## Aim
Rewrite each line of the listing below with "keypoint" replaced by "marker" and everything else left unchanged.

## Records shown
------------------------------------------------------------
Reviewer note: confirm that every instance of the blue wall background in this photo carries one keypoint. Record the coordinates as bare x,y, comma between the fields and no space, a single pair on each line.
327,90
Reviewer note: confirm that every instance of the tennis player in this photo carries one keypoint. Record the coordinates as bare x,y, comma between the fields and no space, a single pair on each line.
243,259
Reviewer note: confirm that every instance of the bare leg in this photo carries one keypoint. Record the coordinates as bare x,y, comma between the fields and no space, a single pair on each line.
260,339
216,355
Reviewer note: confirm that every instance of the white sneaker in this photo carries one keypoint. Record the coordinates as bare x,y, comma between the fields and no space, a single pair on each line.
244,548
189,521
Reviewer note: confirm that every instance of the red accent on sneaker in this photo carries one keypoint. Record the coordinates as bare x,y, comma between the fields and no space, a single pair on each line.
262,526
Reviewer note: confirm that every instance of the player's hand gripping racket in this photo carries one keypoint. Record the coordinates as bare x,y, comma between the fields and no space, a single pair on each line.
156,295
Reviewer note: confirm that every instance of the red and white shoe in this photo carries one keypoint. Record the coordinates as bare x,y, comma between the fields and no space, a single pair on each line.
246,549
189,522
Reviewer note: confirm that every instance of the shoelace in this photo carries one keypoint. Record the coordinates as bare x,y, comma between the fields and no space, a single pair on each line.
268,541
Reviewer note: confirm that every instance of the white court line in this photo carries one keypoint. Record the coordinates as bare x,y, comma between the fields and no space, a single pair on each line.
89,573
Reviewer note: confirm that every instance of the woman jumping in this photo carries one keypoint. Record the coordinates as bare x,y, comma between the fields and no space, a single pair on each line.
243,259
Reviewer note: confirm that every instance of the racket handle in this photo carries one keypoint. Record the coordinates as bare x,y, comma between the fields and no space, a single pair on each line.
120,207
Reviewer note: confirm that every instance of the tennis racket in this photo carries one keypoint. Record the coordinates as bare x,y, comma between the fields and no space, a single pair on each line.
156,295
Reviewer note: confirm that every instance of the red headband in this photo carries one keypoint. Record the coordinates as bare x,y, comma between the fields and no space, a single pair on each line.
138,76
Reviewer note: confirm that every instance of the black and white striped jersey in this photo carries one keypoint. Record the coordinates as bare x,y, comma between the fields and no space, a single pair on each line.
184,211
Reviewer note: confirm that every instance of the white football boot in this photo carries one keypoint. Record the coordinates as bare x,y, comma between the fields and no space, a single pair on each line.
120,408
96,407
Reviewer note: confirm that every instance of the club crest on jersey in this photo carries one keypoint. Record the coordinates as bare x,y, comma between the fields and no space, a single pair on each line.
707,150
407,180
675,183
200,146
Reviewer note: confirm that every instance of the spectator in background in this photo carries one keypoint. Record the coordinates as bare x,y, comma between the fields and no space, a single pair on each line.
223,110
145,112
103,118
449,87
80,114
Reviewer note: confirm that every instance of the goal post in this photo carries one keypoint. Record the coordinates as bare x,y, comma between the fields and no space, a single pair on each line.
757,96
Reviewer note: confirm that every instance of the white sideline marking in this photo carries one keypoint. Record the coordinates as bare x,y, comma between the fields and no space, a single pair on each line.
------------------------------------------------------------
## Solution to this task
Reviewer note: confirm that every instance of the blue wall background in this photo carries one marker. Record the coordinates as bare x,y, comma between the fields and no space, a single pair on each line.
327,90
Reviewer note: confirm that every instance of the tennis player in this photo carries one marker. Record the coordinates as bare x,y, comma between the fields and no space, a single pair on each line.
243,259
Reviewer note: confirm that every instance of the bare leg in this photo carries one marker. Record the coordinates as bare x,y, comma between the fields and no space, a single pair on each line.
260,339
216,355
Reviewer note: confirm that every instance of the white sneaker in this photo carries one marker. Record the coordinates as bare x,y, comma between the fields and no space, a single pair on each line.
244,548
189,521
Reviewer note: confirm that every instance of the red accent on sneaker in this photo carries one marker. Record the coordinates as bare x,y, comma between the fields and no space, a single pair on each line.
262,526
Reviewer note: confirm that every instance of the player's hand gripping racket in this photo carries one marker. Record the coordinates as bare x,y, comma between the fields and no space, a single pair on each line.
156,295
Reviewer note: confirm that every instance of the red and white shoe in this photo carries one marker. Record the coordinates as bare x,y, comma between the fields and no space, a single pair on each line.
246,549
189,522
Reviewer note: confirm that every instance of the shoelace in this photo carries one marker. Record the coordinates as bare x,y, comma between the fields and no space, a single pair on each line.
268,541
Reviewer note: confirm that every instance of the white court line in this photo carries one marker. Record the coordinates as bare x,y, comma between the fields and no space, a single pair on each line.
89,573
Reviewer note: confirm that every instance of the woman jumping in this photo carries one marker. Record the coordinates as bare x,y, comma between the fields and no space, a single pair on each line.
243,259
Reviewer note: confirm that every instance of the racket handle in this photo carries one marker. Record the coordinates as bare x,y, comma between the fields and no space, a single pair on each line.
120,207
Reviewer note: confirm that every instance of the tennis racket in this photo carries one marker. Record the coordinates as bare x,y, comma between the fields and no space, a single pair on each line.
156,295
Reviewer note: confirm that every instance of the red headband in this photo carries one marker. Record the coordinates as bare x,y, comma between the fields and no space, a single pair on each line.
138,76
Reviewer note: confirm that every instance of the black and white striped jersey in this photo carries one marker. Record the coordinates as bare x,y, comma between the fields and no space, a single pair on each line.
184,211
Reviewer note: confirm that every instance of the white football boot in this photo carries one marker. Record the coordinates as bare x,y, comma between the fields and no space, a single pair on each line.
120,408
96,407
Reviewer note: confirm that every instance of the club crest on jersey in this photo carries one marker. Record the coordinates as bare x,y, comma between the fields and no space, a single pair on each line.
707,150
407,180
675,183
200,146
Reviewer note: confirm that every instance of the spectator in background in this photo carries one marker. Record the coordinates as bare x,y, comma between the fields and no space, a single pair on each line.
223,110
145,112
103,118
449,87
80,114
Reviewer note: confirm that every instance of the goal post in this photo carries one marker. Record the coordinates as bare x,y, comma between the fields and no space, a single pair on each line.
757,96
Reviewer note: confirm that every instance of the white sideline marking in this photo carries one marker. Record the coordinates as bare x,y, comma between the fields and no space, a single pair on each line.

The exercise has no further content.